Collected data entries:
◆ ◆ ◆ ◆ ◆
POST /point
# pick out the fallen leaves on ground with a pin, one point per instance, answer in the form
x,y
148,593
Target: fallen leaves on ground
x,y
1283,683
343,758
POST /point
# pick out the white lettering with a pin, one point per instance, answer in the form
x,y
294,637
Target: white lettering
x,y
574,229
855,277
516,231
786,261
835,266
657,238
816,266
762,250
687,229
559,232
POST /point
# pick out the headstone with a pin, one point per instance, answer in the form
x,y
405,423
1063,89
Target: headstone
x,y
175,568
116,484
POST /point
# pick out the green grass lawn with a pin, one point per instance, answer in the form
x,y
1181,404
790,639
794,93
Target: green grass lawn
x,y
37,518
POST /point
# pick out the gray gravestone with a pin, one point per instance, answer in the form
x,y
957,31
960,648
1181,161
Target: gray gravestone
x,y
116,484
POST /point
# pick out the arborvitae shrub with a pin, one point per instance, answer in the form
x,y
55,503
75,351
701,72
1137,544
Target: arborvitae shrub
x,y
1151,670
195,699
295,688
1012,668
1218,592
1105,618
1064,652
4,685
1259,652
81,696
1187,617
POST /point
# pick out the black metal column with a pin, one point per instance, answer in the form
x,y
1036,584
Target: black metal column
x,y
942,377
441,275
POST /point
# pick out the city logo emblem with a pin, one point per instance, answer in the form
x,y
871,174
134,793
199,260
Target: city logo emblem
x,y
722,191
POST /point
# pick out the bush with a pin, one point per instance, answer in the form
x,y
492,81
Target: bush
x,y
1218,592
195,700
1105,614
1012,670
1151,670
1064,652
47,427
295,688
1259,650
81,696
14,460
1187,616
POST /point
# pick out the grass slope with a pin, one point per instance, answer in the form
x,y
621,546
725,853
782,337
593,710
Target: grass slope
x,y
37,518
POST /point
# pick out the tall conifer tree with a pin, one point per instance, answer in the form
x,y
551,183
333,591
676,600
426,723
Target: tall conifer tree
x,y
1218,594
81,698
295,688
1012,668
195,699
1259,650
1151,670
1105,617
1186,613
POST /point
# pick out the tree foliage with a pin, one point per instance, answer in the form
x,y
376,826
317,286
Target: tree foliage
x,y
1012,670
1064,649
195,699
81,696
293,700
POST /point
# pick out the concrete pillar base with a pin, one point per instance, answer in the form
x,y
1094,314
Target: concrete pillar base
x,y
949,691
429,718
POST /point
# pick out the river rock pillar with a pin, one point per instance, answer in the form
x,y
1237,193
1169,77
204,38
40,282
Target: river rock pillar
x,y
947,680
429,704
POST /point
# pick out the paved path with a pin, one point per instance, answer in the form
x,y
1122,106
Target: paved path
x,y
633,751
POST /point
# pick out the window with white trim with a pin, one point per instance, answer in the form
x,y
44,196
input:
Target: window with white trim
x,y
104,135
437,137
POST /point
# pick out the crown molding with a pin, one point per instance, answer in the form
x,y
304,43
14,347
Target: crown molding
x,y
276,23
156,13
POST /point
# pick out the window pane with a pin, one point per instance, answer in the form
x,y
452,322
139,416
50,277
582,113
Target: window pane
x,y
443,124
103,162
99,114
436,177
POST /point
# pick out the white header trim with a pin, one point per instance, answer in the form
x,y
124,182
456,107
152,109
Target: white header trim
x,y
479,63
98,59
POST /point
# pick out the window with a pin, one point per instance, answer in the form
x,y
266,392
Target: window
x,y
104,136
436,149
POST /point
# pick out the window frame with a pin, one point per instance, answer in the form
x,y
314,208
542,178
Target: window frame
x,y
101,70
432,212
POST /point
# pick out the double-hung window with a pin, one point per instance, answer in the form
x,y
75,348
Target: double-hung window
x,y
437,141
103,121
◆ ◆ ◆ ◆ ◆
Assignment: A complete, exact transcription of the data above is required.

Response:
POST /point
# pick out the fallen leaves on ground with a pin, one point per instance, answer in the form
x,y
148,593
Target: fallen leaves on ground
x,y
1283,683
343,758
POST /point
# pick out the white lettering with a pin, one point per instance, answer in the form
x,y
294,637
Target: white lettering
x,y
574,229
855,277
516,231
786,261
835,266
657,238
816,266
762,250
687,229
559,232
POST /point
# pick out the headstone with a pin, one point per instance, answer in the form
x,y
405,423
1063,89
Target: headstone
x,y
175,568
116,484
POST /point
# pick out the green grass lawn with a pin, one point per instance, answer in the form
x,y
1181,404
790,639
794,93
Target: green grass lawn
x,y
37,518
POST /point
# pick out the gray gravestone with a pin, one point per instance, answer in the form
x,y
957,31
960,648
1181,161
Target: gray gravestone
x,y
116,484
POST /point
# pick out the arborvitae shrub with a pin, one point per instance, answer in the form
x,y
55,503
75,351
701,72
1137,544
Target: arborvitae shrub
x,y
1151,670
195,699
295,688
1012,668
1218,592
1105,618
1064,652
4,685
1259,652
81,696
1187,617
POST /point
# pick out the black metal column with a pin, one point per instance, answer in the form
x,y
1036,584
Target: black metal column
x,y
942,377
441,275
POST /point
# pick out the city logo emblem with a pin, one point per instance, answer in the form
x,y
871,174
134,793
199,260
Target: city logo emblem
x,y
722,191
POST /point
# pick out the bush with a pin, one point per instance, answer in the form
x,y
492,81
Target: bush
x,y
1218,592
195,700
1105,614
1012,670
1151,670
1064,652
47,427
295,688
1259,650
81,696
14,460
1187,616
POST /point
# pick out the grass slope with a pin, one point per instance, answer in the form
x,y
621,546
725,853
782,337
593,710
Target: grass slope
x,y
37,518
POST /point
# pick out the tall conifer tree with a pin, one point per instance, answer in the form
x,y
551,183
333,591
676,600
426,723
Target: tall conifer tree
x,y
1218,594
81,698
295,688
1012,668
195,699
1259,650
1151,670
1105,617
1186,613
POST /point
# pick out the tree foliage with a pin, one point per instance, answer in the form
x,y
376,826
317,286
Target: tree foliage
x,y
1012,670
1064,649
195,699
81,696
293,700
POST /point
# pick out the concrete pillar base with a pin, one point per instance, answer in the form
x,y
1094,314
Target: concrete pillar base
x,y
949,691
429,718
POST /point
# pick out the river rock pillar with a pin, one point per instance, answer in the form
x,y
1237,193
1169,77
204,38
40,282
Target: river rock pillar
x,y
947,680
429,704
POST /point
# pick out the paved path with a pin, one point per instance, answer in the form
x,y
1122,106
Target: paved path
x,y
633,751
POST /point
# pick out the window with white trim with a pin, one point per instance, answer in the form
x,y
44,196
input:
Target: window with white trim
x,y
104,135
437,137
POST /point
# pick out the crown molding with a pin, one point per instance, answer in the form
x,y
304,43
14,347
Target: crown molding
x,y
276,23
156,13
POST /point
# pick out the window pane with a pin, one point per instance, answer in the form
x,y
452,322
139,416
50,277
582,113
Target: window pane
x,y
443,124
103,162
99,114
436,177
POST /point
# pick out the white header trim with a pin, one point per instance, answer in the form
x,y
124,182
456,107
152,109
Target: white header trim
x,y
479,63
98,59
POST /point
# pick out the window with a pin, one point per instance, answer in the form
x,y
266,392
Target: window
x,y
104,136
436,149
POST /point
# pick out the window frame with a pin, one point per instance, answer in the form
x,y
314,208
542,178
Target: window frame
x,y
101,70
432,212
POST /point
# pick out the double-hung window with a pin, one point per instance, answer in the form
x,y
75,348
Target: double-hung window
x,y
437,141
103,121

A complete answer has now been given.